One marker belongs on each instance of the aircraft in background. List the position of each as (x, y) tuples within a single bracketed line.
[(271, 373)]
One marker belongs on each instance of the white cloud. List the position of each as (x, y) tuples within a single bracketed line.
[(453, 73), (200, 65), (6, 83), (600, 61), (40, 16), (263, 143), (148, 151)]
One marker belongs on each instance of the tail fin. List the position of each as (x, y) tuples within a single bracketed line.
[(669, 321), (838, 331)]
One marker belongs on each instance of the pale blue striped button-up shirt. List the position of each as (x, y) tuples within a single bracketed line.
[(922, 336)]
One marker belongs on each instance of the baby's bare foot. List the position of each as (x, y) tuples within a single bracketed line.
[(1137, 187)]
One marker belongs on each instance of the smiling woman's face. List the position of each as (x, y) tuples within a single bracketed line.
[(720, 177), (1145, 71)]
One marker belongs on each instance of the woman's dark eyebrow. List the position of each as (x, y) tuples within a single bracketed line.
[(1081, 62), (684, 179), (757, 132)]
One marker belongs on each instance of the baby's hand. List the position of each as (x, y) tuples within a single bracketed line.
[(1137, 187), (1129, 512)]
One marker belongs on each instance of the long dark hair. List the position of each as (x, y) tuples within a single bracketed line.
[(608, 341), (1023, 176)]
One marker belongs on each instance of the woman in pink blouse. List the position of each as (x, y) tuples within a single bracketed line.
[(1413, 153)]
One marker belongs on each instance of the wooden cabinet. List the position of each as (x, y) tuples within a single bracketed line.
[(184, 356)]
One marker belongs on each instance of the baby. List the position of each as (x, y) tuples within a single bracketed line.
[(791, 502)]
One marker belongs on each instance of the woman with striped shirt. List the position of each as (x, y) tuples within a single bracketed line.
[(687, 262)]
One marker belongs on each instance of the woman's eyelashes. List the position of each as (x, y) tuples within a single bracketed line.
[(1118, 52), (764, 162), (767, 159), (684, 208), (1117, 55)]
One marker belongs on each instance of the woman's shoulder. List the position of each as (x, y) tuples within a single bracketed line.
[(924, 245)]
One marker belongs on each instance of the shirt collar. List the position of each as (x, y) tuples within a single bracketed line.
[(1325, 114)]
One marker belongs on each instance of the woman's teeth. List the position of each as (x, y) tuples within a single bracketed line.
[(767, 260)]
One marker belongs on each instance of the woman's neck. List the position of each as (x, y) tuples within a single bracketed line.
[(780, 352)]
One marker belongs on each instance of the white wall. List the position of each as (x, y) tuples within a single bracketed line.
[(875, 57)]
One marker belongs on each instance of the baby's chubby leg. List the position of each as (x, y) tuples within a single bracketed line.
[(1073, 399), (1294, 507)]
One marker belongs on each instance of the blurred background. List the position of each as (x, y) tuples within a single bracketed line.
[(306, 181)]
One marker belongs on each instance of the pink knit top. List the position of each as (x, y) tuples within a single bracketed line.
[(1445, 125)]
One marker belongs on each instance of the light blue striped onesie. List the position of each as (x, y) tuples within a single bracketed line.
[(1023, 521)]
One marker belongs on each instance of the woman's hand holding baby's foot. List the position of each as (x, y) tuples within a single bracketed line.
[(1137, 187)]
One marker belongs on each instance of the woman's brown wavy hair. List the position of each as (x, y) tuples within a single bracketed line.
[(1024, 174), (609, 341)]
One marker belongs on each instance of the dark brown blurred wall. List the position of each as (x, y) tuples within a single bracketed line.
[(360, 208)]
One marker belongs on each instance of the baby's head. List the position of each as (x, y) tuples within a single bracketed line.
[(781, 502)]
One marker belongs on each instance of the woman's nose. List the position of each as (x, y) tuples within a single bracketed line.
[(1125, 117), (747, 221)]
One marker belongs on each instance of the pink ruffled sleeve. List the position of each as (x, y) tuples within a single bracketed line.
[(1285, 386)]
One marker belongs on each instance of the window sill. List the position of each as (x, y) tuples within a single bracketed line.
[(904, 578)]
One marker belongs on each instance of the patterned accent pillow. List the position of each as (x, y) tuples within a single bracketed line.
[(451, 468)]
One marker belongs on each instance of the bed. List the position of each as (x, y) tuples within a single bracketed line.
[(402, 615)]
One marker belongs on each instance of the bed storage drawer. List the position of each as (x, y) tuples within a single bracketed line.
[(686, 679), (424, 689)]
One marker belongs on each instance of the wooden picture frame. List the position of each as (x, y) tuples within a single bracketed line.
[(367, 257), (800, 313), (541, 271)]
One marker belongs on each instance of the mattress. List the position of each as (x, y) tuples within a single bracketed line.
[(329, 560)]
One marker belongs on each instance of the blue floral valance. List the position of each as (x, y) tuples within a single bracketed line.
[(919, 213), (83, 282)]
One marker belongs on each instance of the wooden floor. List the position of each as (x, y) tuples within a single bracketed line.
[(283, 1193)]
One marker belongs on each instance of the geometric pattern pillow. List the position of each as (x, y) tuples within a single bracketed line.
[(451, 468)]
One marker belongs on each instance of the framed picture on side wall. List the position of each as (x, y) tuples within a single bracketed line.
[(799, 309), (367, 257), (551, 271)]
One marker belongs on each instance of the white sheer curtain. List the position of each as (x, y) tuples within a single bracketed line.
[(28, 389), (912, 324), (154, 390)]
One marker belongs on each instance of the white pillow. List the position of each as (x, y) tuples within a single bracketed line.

Instruction
Print all of the records above again, word for word and with nothing changed.

Solution to this exercise
One marker belongs on each instance of the aircraft in background. List the position of each as (x, y) tuples within a single bracketed line.
[(271, 373)]
One marker belongs on each instance of the white cloud. List the position of each as (x, y) tuples within a single bracketed line.
[(453, 73), (200, 65), (6, 83), (600, 61), (40, 16), (263, 143), (148, 151)]
One marker belongs on each instance of the tail fin. List the position of each as (x, y) tuples within a single bracketed line.
[(669, 321), (838, 331)]
One marker belongs on each instance of the pale blue striped button-up shirt. List the position of each as (x, y) tuples within a single bracketed line.
[(922, 336)]
One marker belongs on each instance of the baby's bare foot. List the position of each as (x, y) tuples within a single bracketed line.
[(1137, 187)]
One marker belongs on each instance of the smiling woman's face. List the position of each as (x, y) tuples within a single bracketed line.
[(720, 177), (1145, 71)]
One marker belongs on each instance of the woman's dark eyebrow. List the position of each as (x, y) tuples within a single bracketed line.
[(1081, 62), (684, 179), (757, 132)]
One marker belongs on each instance of the baby's hand. List the position of each as (x, y) tuples within a single bracketed line.
[(1137, 187), (1129, 512)]
One marker belongs on each instance of the long dark hair. List the position of each as (x, y) tuples within a single bracketed line.
[(608, 341), (1023, 176)]
One marker belongs on each instance of the woman in pink blouse. List the position of each as (x, y) tuples within a single bracketed line.
[(1413, 153)]
One marker belongs on each instance of the wooden cabinet. List the position of each as (x, y) tuples within a single bracketed line.
[(184, 356)]
One marker belongs on each instance of the baby. List the position of each as (x, y) tuples within a single bracketed line.
[(791, 502)]
One marker belongs on each instance of the woman with striped shirt. List the position of each as (x, y) tuples within a single bracketed line.
[(687, 262)]
One marker belongs on each instance of the woman's eyelashes. List the position of each as (x, y) tuples within a single bracketed line.
[(1118, 52), (764, 162), (767, 159), (684, 208), (1117, 55)]
One marker belongs on each instance of the woman's shoulder. List the position of each as (x, y) tuples within a single bracketed line.
[(924, 245)]
One marker belongs on each instance of the shirt collar. List the position of each as (x, y) tuples within a single bracketed line.
[(1325, 114)]
One marker belongs on each instance of the woman's teeth. List the position of each as (x, y) tuples within a single bracketed line.
[(767, 260)]
One marker belongs on each instance of the woman's neck. List the position of each as (x, y) tuples within a single bracketed line.
[(780, 352)]
One marker belongs on each instance of the white wall. List the position of each as (x, y) tuples within a single bracketed line.
[(875, 57)]
One marker belongs on each instance of the baby's chubby leg. List the position of each as (x, y) tuples within a single bracketed line.
[(1073, 399), (1294, 507)]
One marker belongs on each instance of the blurred background. List the position of each as (x, y) tuples within a single bracketed line.
[(306, 181)]
One marker belongs on each instance of the pink knit top. List the position of each as (x, y) tuples within a single bracketed line.
[(1445, 125)]
One marker belongs on each instance of the light blue striped onesie. List the position of each as (x, y) tuples within a single bracketed line.
[(1023, 521)]
One marker belongs on each instance of the woman's hand holding baby's foot. List the position of each as (x, y) tuples within a single bracketed line.
[(1137, 187)]
One marker belongs on each instance of the woman's brown wavy hair. List the position of each as (x, y) tuples within a single bracketed line.
[(1024, 174), (609, 341)]
One marker belongs on each instance of the dark brown blurred wall. List the position of each as (x, y) tuples within a single bracketed line.
[(360, 208)]
One marker belongs on each instance of the baby's head. List the position of each as (x, y) tuples within a single bracketed line.
[(781, 502)]
One marker belongs on each instance of the woman's nose. List the position of each as (x, y) tuples within a single bracketed line.
[(1125, 117), (747, 221)]
One marker belongs on each instance of the pink ruffled sleeve. List the position of each as (x, y) tuples within a single bracketed line.
[(1285, 386)]
One marker belongs on each instance of the window sill. List the position of each as (x, y) tuples within a single bracketed line.
[(904, 578)]
One marker belongs on each instance of the patterned accent pillow. List the position of each as (x, y) tuples within a single bracketed line.
[(451, 468)]
One marker belongs on each instance of the bed. List the position of each as (x, y) tuples within a single bracketed line.
[(402, 615)]
One marker belongs on each instance of the bed storage drawer. List the position of each as (x, y) tuples within a single bracketed line.
[(686, 679), (424, 689)]
One marker belongs on each instance of the wooden picture frame. List the position of each as (x, y) tuples within a single bracketed line.
[(367, 257), (800, 313), (541, 271)]
One marker belongs on each instance of the mattress. List the position of each as (x, y) tuples within a single bracketed line.
[(329, 560)]
One marker belongs on each instance of the blue floral valance. List the position of each as (x, y) tuples within a single bracketed line.
[(919, 213), (83, 282)]
One marker belongs on each instance of the wooden floor. List the position of each as (x, y) tuples within a single bracketed line.
[(283, 1193)]
One marker belongs on each instance of the geometric pattern pillow. List the position of each as (x, y) tuples within a single bracketed line.
[(451, 468)]
One marker belongs on each instance of the framed picture on side wall. List the position of each as (x, y) tuples within a single bracketed line.
[(799, 309), (367, 257), (551, 271)]
One marker belongs on each instance of the white sheer curtain. List the position of each as (x, y) tuples within a single bracketed line.
[(28, 389), (912, 324), (154, 390)]
One marker belongs on each instance of the white pillow. List the position of each as (x, y) tuples within a single bracketed line.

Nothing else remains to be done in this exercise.